## INSTRUCTIONS FOR THE TASK
In the data below, copy the lines from the one containing "Locate the red and" through the one containing "[(407, 328), (106, 360), (494, 333), (561, 344)]", substituting "place a mark" for "put a point" and leaving everything else as it is.
· · · · ·
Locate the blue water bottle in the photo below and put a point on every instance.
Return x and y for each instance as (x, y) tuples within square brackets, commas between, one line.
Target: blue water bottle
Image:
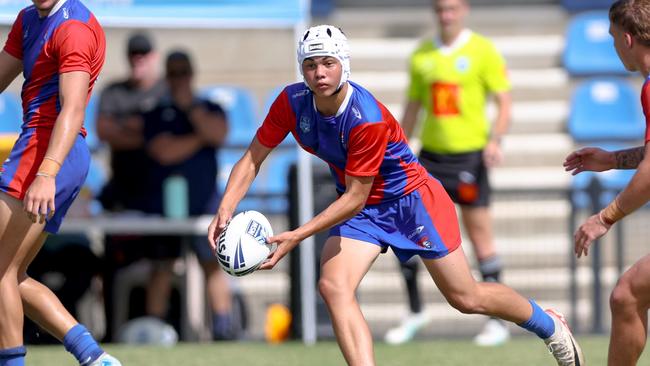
[(175, 197)]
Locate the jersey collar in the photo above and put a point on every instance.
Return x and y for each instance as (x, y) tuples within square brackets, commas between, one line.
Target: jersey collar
[(459, 42), (56, 7), (343, 105)]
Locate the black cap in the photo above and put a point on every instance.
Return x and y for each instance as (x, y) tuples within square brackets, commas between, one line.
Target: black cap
[(139, 44)]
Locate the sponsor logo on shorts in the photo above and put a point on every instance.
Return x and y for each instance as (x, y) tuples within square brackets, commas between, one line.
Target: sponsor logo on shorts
[(305, 124), (418, 238)]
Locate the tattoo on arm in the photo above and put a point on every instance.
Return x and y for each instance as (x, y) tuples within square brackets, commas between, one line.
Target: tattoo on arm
[(629, 158)]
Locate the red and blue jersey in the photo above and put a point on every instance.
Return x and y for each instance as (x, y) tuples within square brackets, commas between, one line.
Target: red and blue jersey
[(68, 39), (645, 103), (362, 140)]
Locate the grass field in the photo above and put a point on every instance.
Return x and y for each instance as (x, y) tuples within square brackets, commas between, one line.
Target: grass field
[(526, 351)]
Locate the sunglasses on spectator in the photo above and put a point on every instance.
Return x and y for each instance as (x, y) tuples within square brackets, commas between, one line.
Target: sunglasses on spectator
[(179, 73)]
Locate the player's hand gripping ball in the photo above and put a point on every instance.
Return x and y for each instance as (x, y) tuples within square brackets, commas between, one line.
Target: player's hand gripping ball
[(242, 245)]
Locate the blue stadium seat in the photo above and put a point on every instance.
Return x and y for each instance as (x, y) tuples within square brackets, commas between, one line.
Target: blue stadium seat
[(582, 5), (606, 109), (589, 47), (241, 111), (90, 123), (11, 113)]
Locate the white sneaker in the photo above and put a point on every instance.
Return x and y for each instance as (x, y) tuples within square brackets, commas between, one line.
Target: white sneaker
[(407, 328), (106, 360), (494, 333), (561, 344)]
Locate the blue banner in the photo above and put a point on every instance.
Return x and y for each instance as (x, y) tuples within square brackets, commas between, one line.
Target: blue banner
[(185, 13)]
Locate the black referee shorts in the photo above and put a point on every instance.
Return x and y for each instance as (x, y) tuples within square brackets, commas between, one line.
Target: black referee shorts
[(464, 176)]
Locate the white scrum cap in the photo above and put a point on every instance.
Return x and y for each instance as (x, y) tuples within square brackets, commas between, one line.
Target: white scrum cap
[(325, 40)]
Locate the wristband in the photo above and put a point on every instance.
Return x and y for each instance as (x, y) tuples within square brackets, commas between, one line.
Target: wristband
[(53, 159), (49, 167), (42, 174), (612, 213)]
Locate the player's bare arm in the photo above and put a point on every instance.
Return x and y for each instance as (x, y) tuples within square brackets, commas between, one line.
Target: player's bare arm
[(635, 195), (209, 126), (10, 67), (629, 158), (589, 159), (168, 149), (241, 177), (39, 199), (121, 135), (349, 204)]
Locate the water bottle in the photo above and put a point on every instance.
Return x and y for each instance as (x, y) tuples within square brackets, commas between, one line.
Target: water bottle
[(175, 197)]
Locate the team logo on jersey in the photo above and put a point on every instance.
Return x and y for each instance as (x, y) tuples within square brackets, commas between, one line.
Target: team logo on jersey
[(356, 112), (305, 124), (462, 64), (299, 94)]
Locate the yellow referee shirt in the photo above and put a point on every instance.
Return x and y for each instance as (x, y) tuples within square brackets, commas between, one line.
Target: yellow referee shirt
[(452, 83)]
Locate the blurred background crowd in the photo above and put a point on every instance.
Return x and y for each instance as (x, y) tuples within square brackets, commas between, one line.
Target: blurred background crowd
[(178, 102)]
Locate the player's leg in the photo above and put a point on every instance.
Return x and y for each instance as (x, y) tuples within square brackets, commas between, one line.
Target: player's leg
[(43, 307), (344, 263), (629, 305), (224, 325), (478, 225), (452, 275), (41, 304), (17, 235)]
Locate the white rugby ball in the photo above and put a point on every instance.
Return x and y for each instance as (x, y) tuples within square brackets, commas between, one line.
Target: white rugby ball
[(242, 245)]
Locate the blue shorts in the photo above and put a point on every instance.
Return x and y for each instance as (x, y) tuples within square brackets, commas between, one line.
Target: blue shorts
[(19, 170), (421, 223)]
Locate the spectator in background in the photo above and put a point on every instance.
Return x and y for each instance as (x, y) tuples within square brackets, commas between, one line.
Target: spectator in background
[(119, 124), (182, 136), (451, 78)]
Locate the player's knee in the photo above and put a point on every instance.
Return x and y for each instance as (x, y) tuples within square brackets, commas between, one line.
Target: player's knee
[(465, 303), (622, 296), (332, 289)]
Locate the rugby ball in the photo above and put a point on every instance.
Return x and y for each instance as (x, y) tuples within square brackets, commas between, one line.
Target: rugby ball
[(242, 245)]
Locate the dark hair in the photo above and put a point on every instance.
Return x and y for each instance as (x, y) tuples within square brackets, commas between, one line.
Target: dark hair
[(633, 17), (139, 43), (182, 57)]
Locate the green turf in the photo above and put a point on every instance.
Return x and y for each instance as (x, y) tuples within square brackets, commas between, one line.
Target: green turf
[(521, 351)]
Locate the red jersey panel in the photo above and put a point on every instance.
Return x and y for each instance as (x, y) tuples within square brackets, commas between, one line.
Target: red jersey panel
[(68, 39), (645, 103), (363, 139)]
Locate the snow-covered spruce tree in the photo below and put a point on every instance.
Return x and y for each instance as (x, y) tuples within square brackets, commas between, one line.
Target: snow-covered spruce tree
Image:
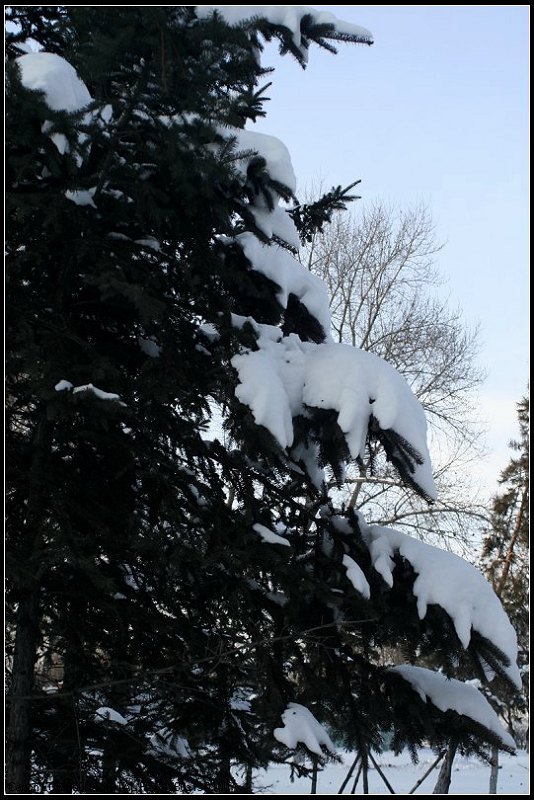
[(193, 587)]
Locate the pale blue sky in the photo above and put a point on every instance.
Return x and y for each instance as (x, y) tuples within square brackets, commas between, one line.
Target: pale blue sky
[(435, 111)]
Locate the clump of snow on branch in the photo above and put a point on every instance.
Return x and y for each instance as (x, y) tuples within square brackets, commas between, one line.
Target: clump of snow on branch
[(268, 536), (106, 714), (292, 277), (449, 581), (64, 385), (64, 91), (450, 694), (284, 376), (356, 577), (275, 153), (301, 727), (81, 197), (164, 743), (289, 17), (51, 74)]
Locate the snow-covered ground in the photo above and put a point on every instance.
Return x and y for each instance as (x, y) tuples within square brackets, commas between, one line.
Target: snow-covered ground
[(469, 776)]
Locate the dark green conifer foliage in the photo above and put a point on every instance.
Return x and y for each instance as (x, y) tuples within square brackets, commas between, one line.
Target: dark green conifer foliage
[(132, 559), (505, 558)]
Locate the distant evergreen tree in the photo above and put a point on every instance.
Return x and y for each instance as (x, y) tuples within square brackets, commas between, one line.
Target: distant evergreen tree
[(505, 556), (177, 570)]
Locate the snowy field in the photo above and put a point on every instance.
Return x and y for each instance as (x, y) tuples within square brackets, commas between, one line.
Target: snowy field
[(470, 776)]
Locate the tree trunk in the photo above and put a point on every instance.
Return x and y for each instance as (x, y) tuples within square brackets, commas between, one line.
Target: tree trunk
[(314, 775), (18, 746), (19, 732), (224, 777), (494, 774), (444, 778)]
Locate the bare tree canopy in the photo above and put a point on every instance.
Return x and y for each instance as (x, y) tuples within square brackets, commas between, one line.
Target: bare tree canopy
[(379, 264)]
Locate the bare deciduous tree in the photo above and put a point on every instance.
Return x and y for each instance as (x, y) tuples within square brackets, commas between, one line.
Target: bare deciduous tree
[(379, 267)]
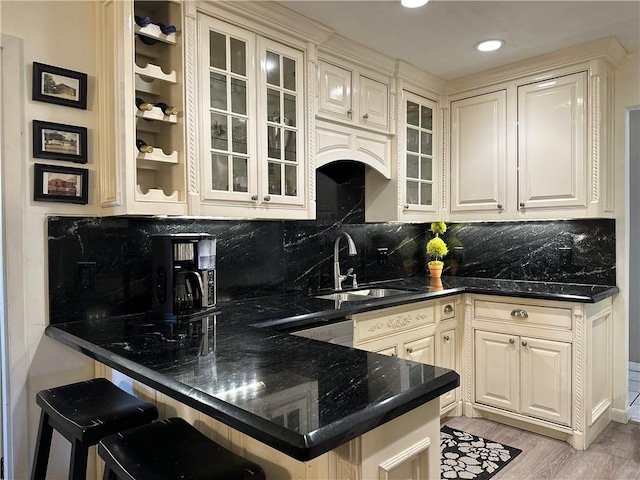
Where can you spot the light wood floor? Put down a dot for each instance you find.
(614, 455)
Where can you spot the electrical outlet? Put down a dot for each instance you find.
(564, 254)
(85, 276)
(382, 255)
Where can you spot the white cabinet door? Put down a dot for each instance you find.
(421, 350)
(497, 375)
(446, 357)
(546, 379)
(335, 96)
(552, 150)
(478, 153)
(374, 103)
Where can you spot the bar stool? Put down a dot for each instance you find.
(171, 449)
(83, 413)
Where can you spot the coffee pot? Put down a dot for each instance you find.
(184, 280)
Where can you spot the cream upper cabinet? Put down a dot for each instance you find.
(349, 95)
(479, 153)
(252, 156)
(552, 151)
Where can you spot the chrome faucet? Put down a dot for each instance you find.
(338, 278)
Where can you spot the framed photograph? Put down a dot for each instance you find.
(60, 184)
(59, 142)
(59, 85)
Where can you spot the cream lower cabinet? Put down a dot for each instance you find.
(523, 374)
(540, 365)
(423, 332)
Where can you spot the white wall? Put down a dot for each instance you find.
(61, 34)
(627, 94)
(633, 138)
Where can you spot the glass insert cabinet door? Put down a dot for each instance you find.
(251, 117)
(281, 123)
(419, 149)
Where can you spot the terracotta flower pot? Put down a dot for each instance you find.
(435, 271)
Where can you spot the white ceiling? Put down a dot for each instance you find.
(440, 36)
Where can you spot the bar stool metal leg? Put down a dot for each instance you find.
(43, 446)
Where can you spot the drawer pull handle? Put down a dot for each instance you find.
(519, 313)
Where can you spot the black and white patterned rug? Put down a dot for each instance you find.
(470, 457)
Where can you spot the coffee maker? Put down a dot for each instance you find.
(184, 275)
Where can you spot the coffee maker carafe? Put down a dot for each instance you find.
(184, 275)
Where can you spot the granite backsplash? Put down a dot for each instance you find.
(102, 265)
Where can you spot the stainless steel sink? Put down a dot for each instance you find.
(363, 294)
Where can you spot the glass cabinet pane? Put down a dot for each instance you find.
(217, 50)
(238, 96)
(240, 174)
(289, 73)
(238, 57)
(290, 180)
(275, 179)
(218, 91)
(219, 172)
(239, 135)
(426, 118)
(273, 105)
(219, 132)
(273, 68)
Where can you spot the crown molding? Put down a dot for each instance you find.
(607, 49)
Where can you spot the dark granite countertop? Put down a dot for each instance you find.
(300, 396)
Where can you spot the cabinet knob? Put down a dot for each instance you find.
(519, 313)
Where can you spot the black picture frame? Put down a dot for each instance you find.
(53, 183)
(57, 141)
(60, 86)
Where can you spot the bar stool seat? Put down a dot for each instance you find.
(171, 449)
(83, 413)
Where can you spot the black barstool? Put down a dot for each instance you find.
(171, 449)
(83, 413)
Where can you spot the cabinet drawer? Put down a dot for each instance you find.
(392, 320)
(523, 314)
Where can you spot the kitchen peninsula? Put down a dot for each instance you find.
(301, 397)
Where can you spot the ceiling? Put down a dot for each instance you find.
(440, 36)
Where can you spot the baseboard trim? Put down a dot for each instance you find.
(620, 416)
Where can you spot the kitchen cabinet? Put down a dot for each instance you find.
(533, 140)
(540, 365)
(423, 332)
(524, 374)
(479, 153)
(351, 95)
(253, 161)
(141, 62)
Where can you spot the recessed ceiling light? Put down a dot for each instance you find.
(489, 45)
(413, 3)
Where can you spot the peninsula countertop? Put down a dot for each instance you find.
(231, 365)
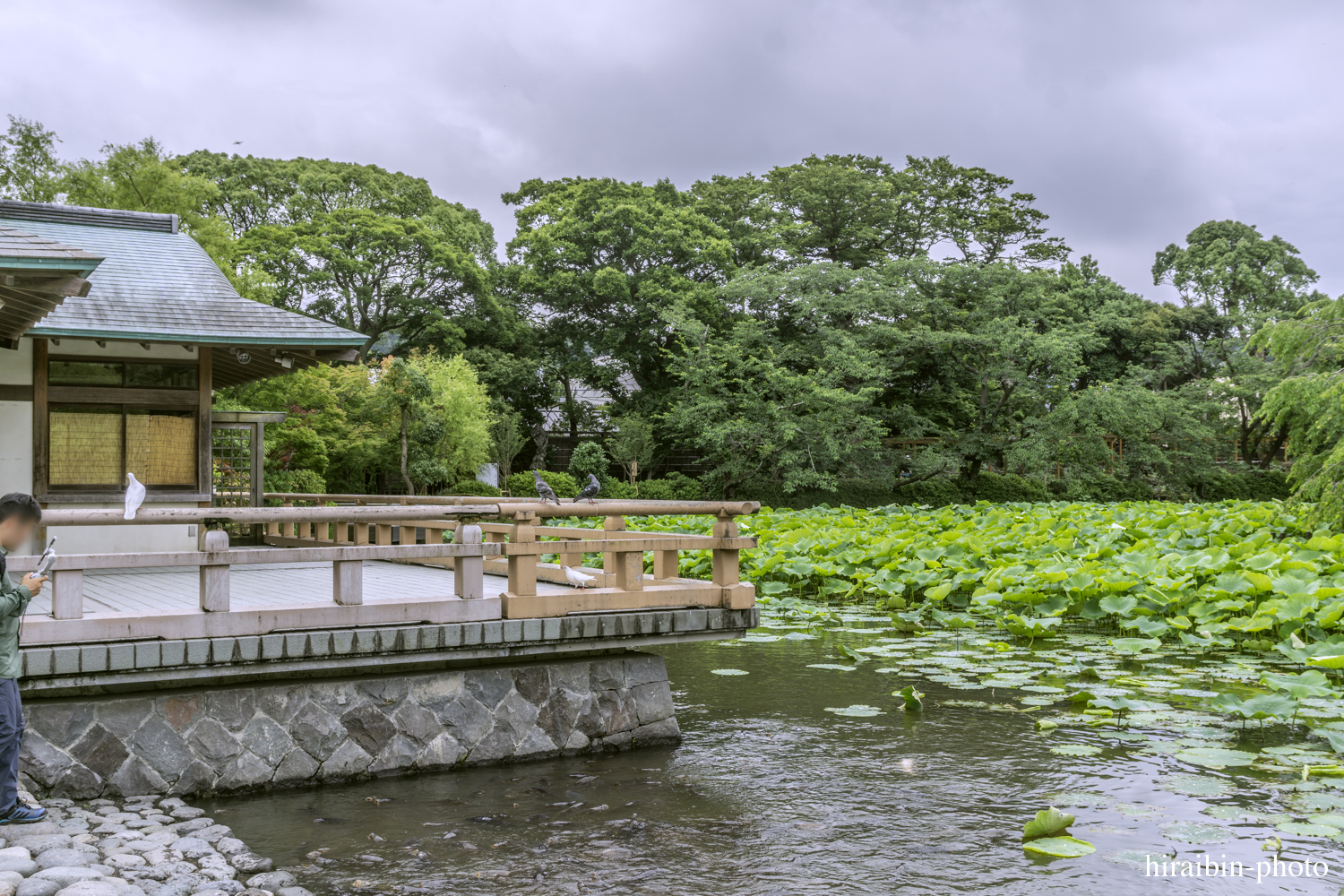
· · · · ·
## COMPLETE OUTPUT
Locate the red and blue jersey in the photo above and place a mark on every instance.
Return x and y for each instance as (x, y) tuples within square brackets, commas between, one line.
Target: red and blue jersey
[(68, 39), (645, 103), (362, 140)]
Locate the grass field in the photo above and place a mark on every instance.
Return x and y for each instance as (x, y) tuples within square brackets, commas between, one line.
Target: grass field
[(526, 351)]
Locate the sunglasses on spectator in the photo above and place a mark on every instance.
Return x and y for each instance as (x, y) tuples within square brackets, commas between, one line.
Target: sunglasses on spectator
[(179, 73)]
Locate the player's hand gripping ball in the photo above and place a mark on every instance.
Return x and y for each instance as (x, y) tuples within square brackets, commas between, one line.
Target: player's hand gripping ball
[(242, 245)]
Locate the blue stadium seat in the photo above and place a mark on every instance.
Return x and y for each instance as (x, y) tuples within square brackets, commas between, one line.
Target: blue stadium seat
[(582, 5), (606, 109), (589, 47), (241, 111), (90, 123), (11, 113)]
Locate the white sneaker in the photo above and place a mark on every instance.
Return x and y for each instance as (x, y) tuples within square brackets, commas between, one line.
Target: white sneaker
[(407, 328), (106, 360), (494, 333), (561, 344)]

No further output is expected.